** RECORDED DATA **

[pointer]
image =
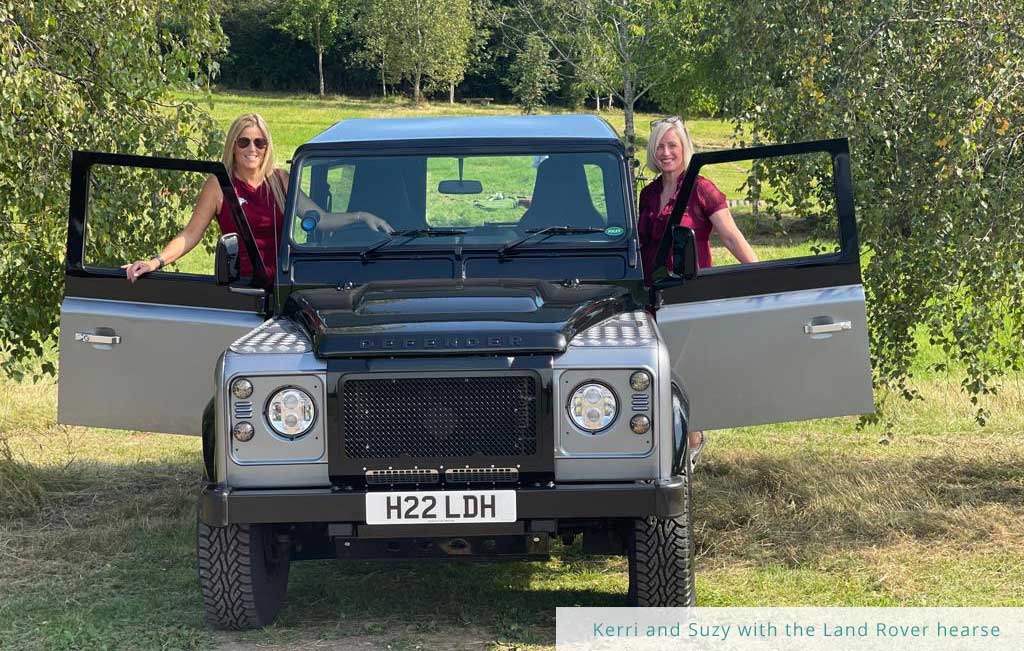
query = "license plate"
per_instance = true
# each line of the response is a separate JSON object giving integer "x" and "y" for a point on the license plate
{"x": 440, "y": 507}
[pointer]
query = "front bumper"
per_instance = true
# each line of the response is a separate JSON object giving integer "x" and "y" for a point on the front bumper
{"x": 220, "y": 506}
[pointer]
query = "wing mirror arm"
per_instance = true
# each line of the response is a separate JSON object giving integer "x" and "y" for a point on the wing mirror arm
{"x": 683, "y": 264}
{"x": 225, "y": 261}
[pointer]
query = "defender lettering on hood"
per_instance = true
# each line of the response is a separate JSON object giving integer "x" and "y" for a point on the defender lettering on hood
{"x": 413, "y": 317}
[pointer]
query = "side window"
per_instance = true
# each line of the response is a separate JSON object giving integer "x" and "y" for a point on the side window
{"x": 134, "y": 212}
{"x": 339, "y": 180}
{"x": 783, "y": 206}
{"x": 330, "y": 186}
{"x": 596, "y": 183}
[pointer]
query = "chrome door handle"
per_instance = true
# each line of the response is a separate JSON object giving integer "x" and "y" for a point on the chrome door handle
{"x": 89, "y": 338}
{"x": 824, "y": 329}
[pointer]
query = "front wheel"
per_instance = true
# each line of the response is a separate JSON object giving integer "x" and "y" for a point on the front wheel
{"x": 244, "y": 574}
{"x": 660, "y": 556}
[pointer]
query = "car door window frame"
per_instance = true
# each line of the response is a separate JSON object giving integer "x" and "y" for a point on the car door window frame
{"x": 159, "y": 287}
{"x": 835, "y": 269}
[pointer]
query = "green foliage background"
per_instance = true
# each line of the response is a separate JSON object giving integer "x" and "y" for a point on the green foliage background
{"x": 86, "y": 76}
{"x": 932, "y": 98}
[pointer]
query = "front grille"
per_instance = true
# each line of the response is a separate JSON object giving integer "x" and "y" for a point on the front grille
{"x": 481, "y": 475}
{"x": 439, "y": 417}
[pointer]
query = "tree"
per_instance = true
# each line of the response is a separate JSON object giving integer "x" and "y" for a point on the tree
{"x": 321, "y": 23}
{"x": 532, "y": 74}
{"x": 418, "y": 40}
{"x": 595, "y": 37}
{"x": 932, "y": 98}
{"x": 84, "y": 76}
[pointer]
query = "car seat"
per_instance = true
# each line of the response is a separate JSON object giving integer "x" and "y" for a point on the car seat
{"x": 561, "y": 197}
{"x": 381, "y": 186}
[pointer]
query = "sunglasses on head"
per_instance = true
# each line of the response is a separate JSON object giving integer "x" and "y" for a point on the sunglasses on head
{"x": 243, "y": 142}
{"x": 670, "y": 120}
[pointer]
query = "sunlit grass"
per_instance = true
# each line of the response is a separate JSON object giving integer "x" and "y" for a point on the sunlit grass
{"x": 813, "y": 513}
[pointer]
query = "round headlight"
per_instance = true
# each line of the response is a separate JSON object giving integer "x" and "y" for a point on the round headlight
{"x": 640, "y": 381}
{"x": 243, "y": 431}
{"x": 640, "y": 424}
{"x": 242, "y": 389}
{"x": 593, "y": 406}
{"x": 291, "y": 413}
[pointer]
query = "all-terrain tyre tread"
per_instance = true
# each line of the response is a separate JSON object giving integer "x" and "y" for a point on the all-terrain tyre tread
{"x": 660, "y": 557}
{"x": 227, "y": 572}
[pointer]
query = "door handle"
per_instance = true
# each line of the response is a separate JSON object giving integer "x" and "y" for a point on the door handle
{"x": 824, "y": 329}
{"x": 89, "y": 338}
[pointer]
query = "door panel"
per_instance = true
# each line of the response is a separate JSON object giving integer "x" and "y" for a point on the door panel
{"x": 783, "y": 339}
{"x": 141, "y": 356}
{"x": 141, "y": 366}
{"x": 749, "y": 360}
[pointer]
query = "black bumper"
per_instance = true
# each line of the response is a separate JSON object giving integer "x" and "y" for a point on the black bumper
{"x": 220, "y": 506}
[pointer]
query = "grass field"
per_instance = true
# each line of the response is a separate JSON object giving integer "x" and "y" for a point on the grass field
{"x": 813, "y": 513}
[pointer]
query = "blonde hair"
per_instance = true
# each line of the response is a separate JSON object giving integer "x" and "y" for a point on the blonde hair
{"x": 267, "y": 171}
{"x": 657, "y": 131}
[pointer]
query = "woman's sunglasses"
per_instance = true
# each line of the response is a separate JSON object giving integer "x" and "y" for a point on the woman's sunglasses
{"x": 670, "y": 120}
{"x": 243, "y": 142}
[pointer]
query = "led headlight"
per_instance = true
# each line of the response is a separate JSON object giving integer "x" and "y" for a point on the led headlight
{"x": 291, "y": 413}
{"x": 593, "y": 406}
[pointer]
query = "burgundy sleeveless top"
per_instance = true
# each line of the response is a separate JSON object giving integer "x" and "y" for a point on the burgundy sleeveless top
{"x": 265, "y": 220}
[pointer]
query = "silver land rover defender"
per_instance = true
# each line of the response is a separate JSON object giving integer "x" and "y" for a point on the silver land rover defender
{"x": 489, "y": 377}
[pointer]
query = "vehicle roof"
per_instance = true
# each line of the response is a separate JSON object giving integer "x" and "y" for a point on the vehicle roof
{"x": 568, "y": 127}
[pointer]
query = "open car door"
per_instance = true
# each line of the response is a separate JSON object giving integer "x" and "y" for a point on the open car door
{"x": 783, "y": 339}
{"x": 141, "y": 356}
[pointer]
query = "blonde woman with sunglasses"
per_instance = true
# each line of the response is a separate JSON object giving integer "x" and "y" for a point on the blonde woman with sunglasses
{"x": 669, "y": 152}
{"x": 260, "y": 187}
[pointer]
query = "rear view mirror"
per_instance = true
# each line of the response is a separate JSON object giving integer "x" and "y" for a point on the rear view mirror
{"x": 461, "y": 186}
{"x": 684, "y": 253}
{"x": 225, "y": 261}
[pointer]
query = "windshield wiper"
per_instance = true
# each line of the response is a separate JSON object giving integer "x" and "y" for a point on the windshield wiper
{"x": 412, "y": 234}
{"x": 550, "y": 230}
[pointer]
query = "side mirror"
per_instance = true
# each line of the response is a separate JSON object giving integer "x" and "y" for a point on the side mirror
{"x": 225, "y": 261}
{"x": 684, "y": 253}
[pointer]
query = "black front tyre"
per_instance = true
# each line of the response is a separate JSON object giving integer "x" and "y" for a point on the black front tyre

---

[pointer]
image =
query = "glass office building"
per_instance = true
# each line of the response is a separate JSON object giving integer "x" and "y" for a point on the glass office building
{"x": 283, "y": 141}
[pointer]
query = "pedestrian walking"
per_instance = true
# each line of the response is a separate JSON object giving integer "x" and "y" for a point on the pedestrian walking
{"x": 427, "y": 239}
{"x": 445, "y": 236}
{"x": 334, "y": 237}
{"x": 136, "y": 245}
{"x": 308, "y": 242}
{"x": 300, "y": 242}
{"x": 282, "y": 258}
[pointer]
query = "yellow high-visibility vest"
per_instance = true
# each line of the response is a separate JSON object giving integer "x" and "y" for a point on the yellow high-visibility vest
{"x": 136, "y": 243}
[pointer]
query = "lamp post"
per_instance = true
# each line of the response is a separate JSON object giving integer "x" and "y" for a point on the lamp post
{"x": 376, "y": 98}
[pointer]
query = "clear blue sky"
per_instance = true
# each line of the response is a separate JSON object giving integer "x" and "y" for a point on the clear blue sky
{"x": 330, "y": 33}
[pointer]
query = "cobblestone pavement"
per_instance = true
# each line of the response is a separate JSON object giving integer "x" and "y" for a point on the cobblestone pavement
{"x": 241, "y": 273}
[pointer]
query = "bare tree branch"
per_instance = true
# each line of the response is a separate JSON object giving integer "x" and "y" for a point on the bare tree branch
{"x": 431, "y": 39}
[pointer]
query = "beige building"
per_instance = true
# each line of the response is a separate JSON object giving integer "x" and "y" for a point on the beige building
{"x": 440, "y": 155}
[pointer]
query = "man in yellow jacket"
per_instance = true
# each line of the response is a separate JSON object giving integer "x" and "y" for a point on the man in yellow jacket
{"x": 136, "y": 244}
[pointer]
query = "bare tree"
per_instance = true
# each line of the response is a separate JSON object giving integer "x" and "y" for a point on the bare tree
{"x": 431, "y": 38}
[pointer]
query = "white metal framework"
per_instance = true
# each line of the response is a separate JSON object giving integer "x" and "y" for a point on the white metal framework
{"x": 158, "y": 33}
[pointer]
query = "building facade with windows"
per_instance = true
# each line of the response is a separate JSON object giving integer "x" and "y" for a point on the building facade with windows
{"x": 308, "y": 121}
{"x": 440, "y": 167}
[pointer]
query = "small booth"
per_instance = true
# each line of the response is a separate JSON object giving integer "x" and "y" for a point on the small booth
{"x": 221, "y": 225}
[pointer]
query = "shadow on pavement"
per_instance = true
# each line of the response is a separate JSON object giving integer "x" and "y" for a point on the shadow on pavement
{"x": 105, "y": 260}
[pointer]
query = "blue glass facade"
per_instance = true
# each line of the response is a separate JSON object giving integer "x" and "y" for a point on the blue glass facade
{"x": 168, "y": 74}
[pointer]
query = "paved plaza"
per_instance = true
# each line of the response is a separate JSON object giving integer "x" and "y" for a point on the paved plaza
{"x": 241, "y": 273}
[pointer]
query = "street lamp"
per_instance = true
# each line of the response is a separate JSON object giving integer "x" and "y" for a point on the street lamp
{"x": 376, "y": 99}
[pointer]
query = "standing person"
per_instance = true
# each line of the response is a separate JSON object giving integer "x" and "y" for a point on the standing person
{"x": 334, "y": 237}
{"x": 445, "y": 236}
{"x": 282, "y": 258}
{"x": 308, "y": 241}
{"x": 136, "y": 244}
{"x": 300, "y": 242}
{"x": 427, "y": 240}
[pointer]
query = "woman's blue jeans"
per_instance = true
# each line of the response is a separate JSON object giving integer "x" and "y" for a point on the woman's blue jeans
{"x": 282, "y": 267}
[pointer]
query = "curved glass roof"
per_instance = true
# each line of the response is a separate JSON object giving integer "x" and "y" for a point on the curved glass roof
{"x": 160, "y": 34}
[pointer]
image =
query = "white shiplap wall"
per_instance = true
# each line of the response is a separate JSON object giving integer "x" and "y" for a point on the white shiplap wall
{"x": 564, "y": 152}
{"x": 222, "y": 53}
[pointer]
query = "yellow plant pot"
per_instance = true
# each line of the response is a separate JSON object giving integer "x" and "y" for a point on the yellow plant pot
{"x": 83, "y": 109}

** WHAT IS NEEDED **
Filter the items above, keeping every line that contains the string "small". Treat uppercase and lowercase as different.

** WRITTEN RESPONSE **
query = "small booth"
# each line of the response is a separate JSON object giving integer "x" and "y" for a point on the small booth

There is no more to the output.